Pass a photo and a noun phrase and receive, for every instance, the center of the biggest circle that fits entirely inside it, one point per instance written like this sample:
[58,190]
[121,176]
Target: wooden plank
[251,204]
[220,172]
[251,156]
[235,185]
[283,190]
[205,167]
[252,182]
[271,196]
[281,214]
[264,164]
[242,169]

——

* _WRITTEN PROBLEM_:
Copy out every item above word for word, with no changes.

* _ANSWER FOR THIS EXERCISE_:
Pass a photo and a noun phrase and receive, for every instance, the center of the biggest circle that fits entirely inside it, one point per instance written like this sample:
[58,190]
[121,176]
Target: wooden plank
[251,204]
[220,172]
[251,156]
[235,185]
[283,190]
[205,167]
[252,182]
[271,196]
[281,214]
[264,164]
[242,169]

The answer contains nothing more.